(REQUIREMENT):
Restate every line of the material that follows, word for word.
────
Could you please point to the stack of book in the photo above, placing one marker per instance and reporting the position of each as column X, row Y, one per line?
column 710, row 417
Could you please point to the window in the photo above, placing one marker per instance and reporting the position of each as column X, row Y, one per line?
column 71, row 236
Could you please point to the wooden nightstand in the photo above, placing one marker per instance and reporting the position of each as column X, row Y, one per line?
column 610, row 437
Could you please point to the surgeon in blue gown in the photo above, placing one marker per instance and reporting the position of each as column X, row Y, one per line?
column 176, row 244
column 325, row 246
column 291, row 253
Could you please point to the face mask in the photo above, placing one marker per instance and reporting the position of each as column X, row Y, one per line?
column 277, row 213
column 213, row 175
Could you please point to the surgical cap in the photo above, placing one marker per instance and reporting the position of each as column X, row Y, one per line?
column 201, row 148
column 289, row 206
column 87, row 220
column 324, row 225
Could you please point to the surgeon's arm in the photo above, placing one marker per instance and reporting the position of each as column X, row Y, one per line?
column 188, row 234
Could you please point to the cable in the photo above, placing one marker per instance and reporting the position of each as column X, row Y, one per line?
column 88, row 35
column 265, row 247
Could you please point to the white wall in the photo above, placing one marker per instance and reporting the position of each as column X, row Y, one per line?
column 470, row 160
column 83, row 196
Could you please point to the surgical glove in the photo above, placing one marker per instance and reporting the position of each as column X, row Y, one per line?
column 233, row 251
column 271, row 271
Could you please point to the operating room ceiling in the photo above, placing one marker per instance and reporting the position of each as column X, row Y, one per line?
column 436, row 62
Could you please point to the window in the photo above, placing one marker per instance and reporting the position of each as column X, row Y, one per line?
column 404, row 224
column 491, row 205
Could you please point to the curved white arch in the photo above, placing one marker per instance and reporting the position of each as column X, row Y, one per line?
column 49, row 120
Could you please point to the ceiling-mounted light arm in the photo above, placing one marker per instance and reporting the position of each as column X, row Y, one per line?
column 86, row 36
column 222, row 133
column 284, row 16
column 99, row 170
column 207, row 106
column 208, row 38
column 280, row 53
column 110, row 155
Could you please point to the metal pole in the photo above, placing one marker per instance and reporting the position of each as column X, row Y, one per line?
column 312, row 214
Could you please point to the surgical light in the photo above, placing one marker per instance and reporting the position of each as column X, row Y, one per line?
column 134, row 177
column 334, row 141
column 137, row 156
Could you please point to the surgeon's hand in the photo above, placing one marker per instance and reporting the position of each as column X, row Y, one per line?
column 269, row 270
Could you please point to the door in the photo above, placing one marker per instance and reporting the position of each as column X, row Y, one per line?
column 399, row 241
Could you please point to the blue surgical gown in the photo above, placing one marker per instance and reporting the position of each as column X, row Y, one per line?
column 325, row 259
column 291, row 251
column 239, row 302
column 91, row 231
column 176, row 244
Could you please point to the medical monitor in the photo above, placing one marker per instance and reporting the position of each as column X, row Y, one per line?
────
(WORKED SOLUTION):
Could you please point to the stack of book in the photo above, placing one marker per instance and reporting the position of each as column X, row Y, one per line?
column 710, row 417
Could you please point to the window in the photo above, placing one marker per instance and reporting the position of each as column X, row Y, one per line?
column 71, row 236
Could you please point to the wooden nightstand in the photo above, placing one marker per instance and reporting the position of each as column X, row Y, one per line?
column 610, row 437
Could you please point to the surgeon in blue gown in the photo above, placing one marker per instance and reporting the position of each as column X, row Y, one per line?
column 176, row 244
column 325, row 246
column 291, row 253
Could you please point to the face mask in the photo above, placing one marker per instance and reporting the position of each as column X, row Y, one per line?
column 277, row 213
column 213, row 175
Could you please point to the surgical cap in the photo above, placing one marker per instance and reporting the position of each as column X, row Y, one per line?
column 201, row 148
column 289, row 206
column 87, row 220
column 324, row 225
Could you please point to the surgeon's arm in the photo above, placing one marker per instance and reporting the position of each as column X, row Y, one per line?
column 188, row 234
Could you please point to the cable in the photo above, placing one marker per instance and reporting the position of each as column X, row Y, one per line?
column 88, row 35
column 265, row 247
Could you please point to the white wall in the photo above, placing one marker per instance and reporting the position of each as column X, row Y, one per line?
column 470, row 160
column 83, row 196
Could you please point to the surgical glove in the photo above, placing one marker per instance and reporting the position of each as column X, row Y, one per line?
column 233, row 251
column 271, row 271
Could you please point to the operating room ceiling in the photo above, placing one marker per instance and reporting the position of each as column X, row Y, one per line?
column 436, row 62
Could you please point to the window in the photo above, placing one marker per instance and reporting the position of each as column X, row Y, one per line?
column 404, row 224
column 491, row 205
Could you please point to the curved white arch in the photo above, placing one marker per instance and reporting the position of each as column X, row Y, one per line?
column 49, row 120
Could you please point to the ceiling-mounted light arm in the photo above, placing one marker per instance and reporting the position of each as column X, row Y, one per line?
column 86, row 36
column 222, row 133
column 284, row 16
column 99, row 170
column 207, row 106
column 208, row 38
column 280, row 53
column 110, row 155
Could you please point to the metal pole in the photo above, placing one marker per instance and reporting the position of each as column X, row Y, one per line?
column 312, row 214
Could you please point to the surgical light in the photo above, placing one marker per instance and reporting the position of each as column X, row Y, one per line?
column 134, row 177
column 334, row 141
column 137, row 156
Could you please point to the surgeon's hand in the photo above, placing one marker per instance and reporting the position of each as column X, row Y, one per line?
column 269, row 270
Could you please point to the door in the photo above, placing one marker per instance and reporting the position of each as column X, row Y, one per line?
column 399, row 241
Could you please point to the blue surgical gown in the photo above, placing one marker per instance and reporting the position of each as column X, row Y, one per line?
column 325, row 259
column 291, row 251
column 239, row 302
column 91, row 231
column 176, row 244
Could you please point to the medical monitor in the photo above, placing one marker per instance and reporting the position of each as column X, row Y, one per line?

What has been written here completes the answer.